### Tekstblok
IP-camera’s: De lens, essentieel voor de beeldkwaliteit

Artikel
2 minuten leestijd

IP-camera’s worden steeds vaker ingezet als effectief beveiligingsmiddel. IP-camera’s worden ook wel netwerkcamera’s genoemd die (bedraad of draadloos) gebruik maken van het Internet-Protocol. Het feit dat software aan de hand van de beelden veiligheidsanalyses kunnen maken, zorgt ervoor dat de inzet van IP-camera’s gestaag groeit. Bijkomend voordeel is dat de geavanceerde techniek in en achter de camera steeds betaalbaarder wordt. In een reeks artikelen zoomen we verder in op de techniek van een IP-camera. Dit artikel staat in het teken van de lens.

De lens van een IP-camera is eigenlijk het simpelste onderdeel van de camera – er komt verder geen geavanceerde technologie aan te pas – maar toch is het kiezen van de juiste lens zeer belangrijk.  Zo bepaalt de lens hoeveel van de omgeving wordt vastgelegd, controleert het de hoeveelheid licht die op de sensor valt en bepaalt het de scherpte van de beelden. Het is dan ook het belangrijkste onderdeel van een IP-camera als het om de beeldkwaliteit gaat.

### Beschikbare records

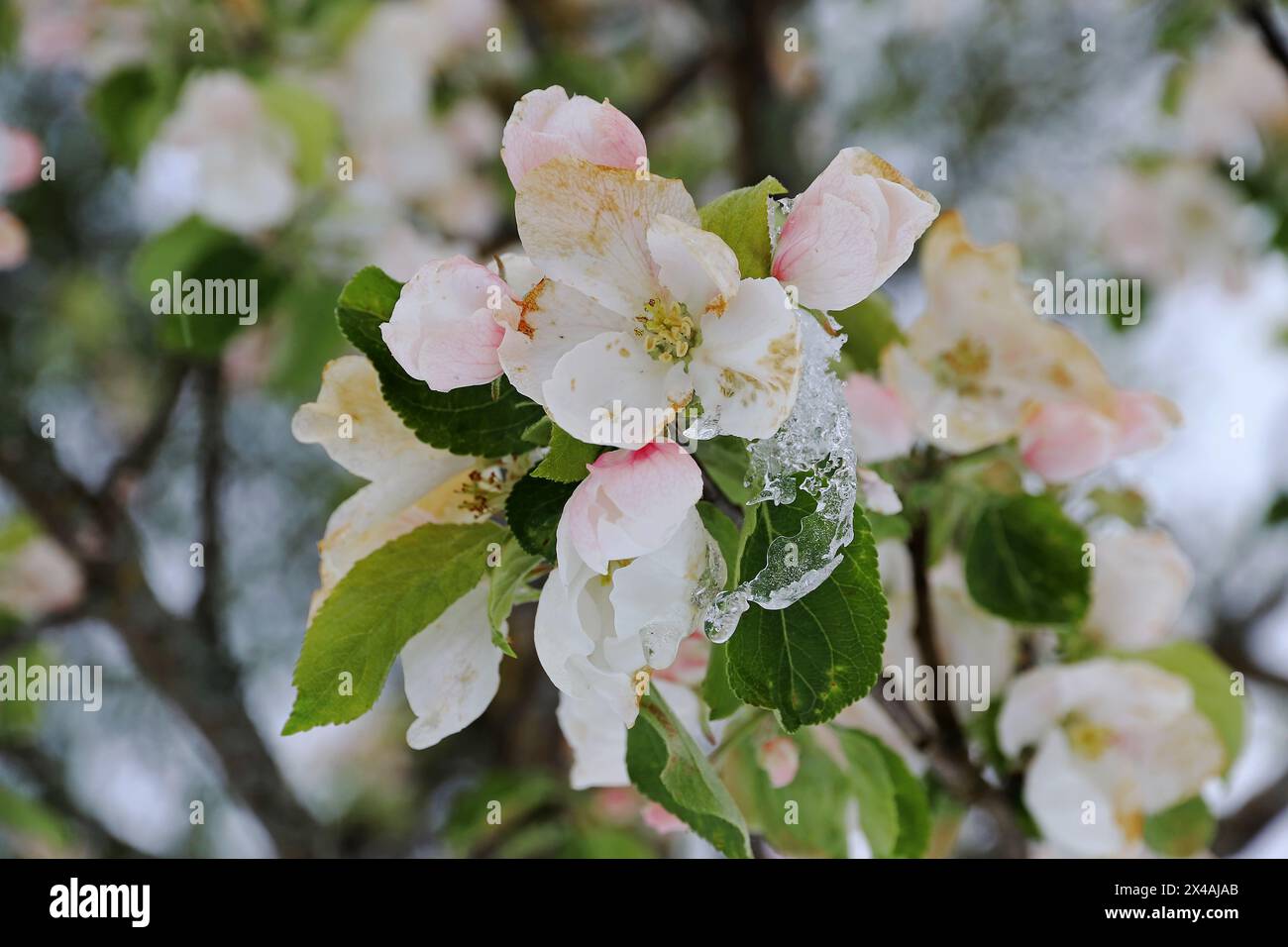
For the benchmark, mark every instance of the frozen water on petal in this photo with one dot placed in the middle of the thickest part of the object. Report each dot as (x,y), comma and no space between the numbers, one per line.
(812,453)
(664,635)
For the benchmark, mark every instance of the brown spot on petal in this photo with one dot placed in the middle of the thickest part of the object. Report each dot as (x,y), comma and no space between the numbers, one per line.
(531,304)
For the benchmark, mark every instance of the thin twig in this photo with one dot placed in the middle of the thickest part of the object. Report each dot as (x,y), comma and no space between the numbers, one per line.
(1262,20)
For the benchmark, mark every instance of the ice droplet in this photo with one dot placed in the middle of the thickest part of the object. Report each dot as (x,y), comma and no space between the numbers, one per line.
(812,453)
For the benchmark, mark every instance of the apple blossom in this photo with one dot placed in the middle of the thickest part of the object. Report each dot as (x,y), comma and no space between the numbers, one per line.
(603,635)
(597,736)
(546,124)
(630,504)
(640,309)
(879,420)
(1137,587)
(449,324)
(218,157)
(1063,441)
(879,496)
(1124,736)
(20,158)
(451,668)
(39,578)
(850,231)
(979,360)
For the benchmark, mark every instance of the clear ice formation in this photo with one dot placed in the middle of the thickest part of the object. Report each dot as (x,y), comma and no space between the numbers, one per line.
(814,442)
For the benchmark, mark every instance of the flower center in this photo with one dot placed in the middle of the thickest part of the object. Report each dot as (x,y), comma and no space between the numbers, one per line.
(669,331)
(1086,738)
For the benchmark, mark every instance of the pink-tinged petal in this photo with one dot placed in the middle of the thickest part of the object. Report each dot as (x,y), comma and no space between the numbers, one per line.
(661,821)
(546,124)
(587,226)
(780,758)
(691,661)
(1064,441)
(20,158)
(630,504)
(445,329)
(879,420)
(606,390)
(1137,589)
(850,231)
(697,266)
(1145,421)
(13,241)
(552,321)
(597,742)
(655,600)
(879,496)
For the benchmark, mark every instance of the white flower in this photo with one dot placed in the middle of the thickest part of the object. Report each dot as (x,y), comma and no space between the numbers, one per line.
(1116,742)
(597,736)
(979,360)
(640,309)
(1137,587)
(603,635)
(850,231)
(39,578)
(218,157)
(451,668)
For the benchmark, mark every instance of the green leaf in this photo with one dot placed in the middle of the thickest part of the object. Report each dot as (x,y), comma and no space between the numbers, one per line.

### Opgaven
**a)** Som op wat de lens volgens het artikel over IP-camera's bepaalt of controleert.
**b)** Geef elke regel uit de records terug waarin het woord "petal" voorkomt. Hoofdletters en kleine letters tellen mee.
De tekst en de records komen uit verschillende bronnen.

### De antwoorden
**a)**
- hoeveel van de omgeving wordt vastgelegd
- de hoeveelheid licht die op de sensor valt
- de scherpte van de beelden

**b)**
For the benchmark, mark every instance of the frozen water on petal in this photo with one dot placed in the middle of the thickest part of the object. Report each dot as (x,y), comma and no space between the numbers, one per line.
For the benchmark, mark every instance of the brown spot on petal in this photo with one dot placed in the middle of the thickest part of the object. Report each dot as (x,y), comma and no space between the numbers, one per line.
For the benchmark, mark every instance of the pink-tinged petal in this photo with one dot placed in the middle of the thickest part of the object. Report each dot as (x,y), comma and no space between the numbers, one per line.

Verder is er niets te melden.